STATED TASK -> Which lines below contain the word "combat", matching case? Gather every such line and copy each one in full.

[Start of EXTRACTED DATA]

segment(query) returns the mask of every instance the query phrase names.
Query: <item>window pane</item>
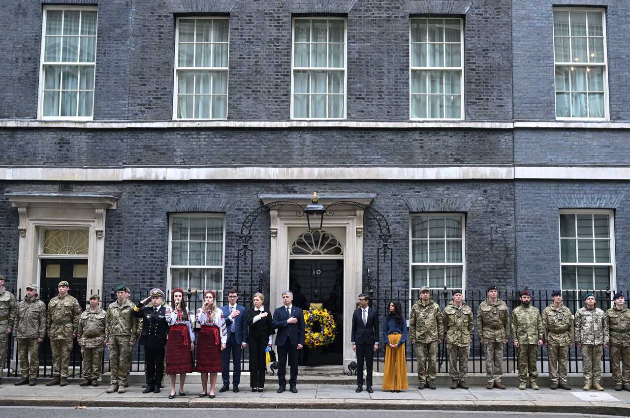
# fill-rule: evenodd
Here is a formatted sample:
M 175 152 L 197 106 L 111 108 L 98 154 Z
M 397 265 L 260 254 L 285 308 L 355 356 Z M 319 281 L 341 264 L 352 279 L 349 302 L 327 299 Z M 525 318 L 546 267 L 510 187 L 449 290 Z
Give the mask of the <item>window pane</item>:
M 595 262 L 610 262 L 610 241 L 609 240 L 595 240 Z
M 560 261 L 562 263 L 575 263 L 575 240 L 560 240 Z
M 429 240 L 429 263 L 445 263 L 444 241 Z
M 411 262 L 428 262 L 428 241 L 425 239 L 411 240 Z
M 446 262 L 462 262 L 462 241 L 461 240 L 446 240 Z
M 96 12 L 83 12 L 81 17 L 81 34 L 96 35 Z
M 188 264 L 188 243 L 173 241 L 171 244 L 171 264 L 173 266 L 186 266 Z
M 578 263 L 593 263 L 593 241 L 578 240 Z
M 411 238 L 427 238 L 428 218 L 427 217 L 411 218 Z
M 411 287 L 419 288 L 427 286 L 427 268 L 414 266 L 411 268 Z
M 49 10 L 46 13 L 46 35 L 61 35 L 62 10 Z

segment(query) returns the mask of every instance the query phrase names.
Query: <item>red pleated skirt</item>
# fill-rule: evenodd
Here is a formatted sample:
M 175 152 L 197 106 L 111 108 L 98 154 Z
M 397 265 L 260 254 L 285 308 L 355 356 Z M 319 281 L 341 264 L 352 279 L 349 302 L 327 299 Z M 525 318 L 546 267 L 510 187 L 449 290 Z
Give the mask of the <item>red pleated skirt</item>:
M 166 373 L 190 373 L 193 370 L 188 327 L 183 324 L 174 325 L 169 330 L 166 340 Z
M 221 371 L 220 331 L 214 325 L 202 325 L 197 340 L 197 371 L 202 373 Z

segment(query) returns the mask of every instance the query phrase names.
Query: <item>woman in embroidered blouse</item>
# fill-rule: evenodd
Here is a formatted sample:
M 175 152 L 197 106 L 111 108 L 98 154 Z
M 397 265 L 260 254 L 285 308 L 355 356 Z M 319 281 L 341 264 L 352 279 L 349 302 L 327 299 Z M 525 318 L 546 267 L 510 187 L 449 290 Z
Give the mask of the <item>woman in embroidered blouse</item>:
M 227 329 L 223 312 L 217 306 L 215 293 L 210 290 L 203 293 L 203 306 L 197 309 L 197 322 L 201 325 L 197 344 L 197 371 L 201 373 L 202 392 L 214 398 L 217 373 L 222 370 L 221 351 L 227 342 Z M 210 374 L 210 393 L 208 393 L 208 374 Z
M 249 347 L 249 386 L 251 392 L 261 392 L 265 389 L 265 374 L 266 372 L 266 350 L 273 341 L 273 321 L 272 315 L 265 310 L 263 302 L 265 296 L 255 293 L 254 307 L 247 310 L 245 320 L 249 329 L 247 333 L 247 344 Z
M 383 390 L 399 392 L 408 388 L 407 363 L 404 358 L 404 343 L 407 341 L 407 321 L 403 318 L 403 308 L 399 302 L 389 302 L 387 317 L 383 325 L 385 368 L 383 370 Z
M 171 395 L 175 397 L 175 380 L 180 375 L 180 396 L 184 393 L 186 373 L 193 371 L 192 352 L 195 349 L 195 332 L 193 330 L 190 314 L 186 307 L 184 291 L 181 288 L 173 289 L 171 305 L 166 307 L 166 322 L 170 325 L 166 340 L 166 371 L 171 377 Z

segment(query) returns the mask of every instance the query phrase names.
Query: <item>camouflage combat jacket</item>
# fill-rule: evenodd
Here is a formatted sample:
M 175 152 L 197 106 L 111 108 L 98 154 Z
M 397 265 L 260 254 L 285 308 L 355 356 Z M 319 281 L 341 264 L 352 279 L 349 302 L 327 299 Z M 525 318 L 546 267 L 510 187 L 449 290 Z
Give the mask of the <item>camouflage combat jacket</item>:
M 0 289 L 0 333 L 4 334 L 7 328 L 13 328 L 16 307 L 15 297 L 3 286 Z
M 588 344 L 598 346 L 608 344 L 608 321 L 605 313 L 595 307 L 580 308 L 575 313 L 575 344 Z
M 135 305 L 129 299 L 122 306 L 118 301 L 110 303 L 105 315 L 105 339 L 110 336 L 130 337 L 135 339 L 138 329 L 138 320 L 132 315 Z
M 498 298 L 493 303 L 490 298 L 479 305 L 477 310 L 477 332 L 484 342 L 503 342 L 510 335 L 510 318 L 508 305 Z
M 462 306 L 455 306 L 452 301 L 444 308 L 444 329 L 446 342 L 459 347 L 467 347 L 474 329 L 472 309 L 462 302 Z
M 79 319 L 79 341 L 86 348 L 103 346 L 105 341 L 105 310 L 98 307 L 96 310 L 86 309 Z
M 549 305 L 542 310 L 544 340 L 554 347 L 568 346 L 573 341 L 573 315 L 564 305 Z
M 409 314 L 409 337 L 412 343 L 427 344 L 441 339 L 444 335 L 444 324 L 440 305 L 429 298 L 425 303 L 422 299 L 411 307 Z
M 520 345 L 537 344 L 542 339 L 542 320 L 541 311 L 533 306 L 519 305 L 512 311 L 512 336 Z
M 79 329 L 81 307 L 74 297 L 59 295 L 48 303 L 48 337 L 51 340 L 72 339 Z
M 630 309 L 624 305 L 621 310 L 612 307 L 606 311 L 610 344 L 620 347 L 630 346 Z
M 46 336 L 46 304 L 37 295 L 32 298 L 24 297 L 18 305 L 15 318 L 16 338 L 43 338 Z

[End of EXTRACTED DATA]

WRITTEN ANSWER ->
Query: <item>camouflage combat jacket</item>
Give the mask of the <item>camouflage combat jacket</item>:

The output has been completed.